# [RECORDS FOR THE EXERCISE]

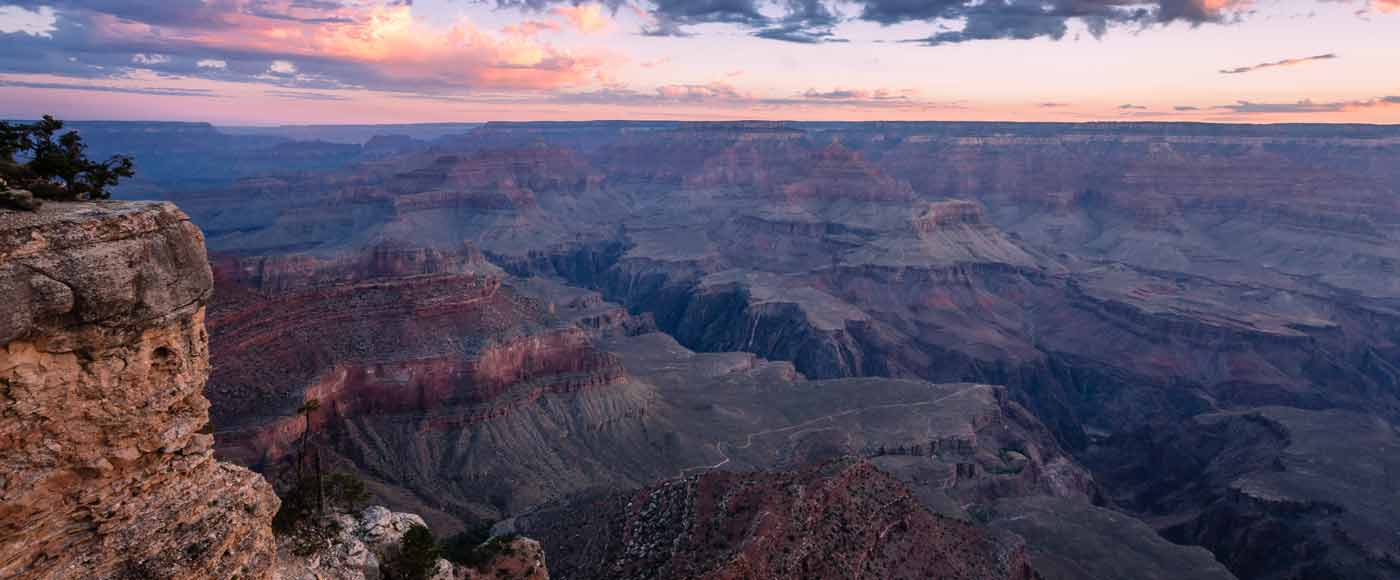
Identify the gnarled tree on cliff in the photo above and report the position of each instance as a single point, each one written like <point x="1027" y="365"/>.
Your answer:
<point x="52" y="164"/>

--

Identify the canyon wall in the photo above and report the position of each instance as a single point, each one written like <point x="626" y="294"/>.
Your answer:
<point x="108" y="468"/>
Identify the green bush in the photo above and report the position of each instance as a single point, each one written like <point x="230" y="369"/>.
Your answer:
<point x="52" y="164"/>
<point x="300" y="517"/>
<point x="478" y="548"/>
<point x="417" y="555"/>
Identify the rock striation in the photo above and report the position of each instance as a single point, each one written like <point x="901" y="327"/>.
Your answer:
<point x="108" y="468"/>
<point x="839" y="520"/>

# [WORK INSTRUCTIONS]
Every line of the material that holds the word "Identify" must be found and copied.

# [EXERCISE ANSWER]
Identify the gnarled tree on cliff in the photo above and report the position of each instance as a single point, each one written like <point x="1027" y="365"/>.
Identify the canyon wall in the photo above and report the position of each instance as a single point, each one written like <point x="626" y="294"/>.
Identify the green bush in the photo above and report the position of each instance as a single point, each one written like <point x="230" y="369"/>.
Identify the rock striation in the photo above and report the position of each instance as a single point, each one written like <point x="901" y="327"/>.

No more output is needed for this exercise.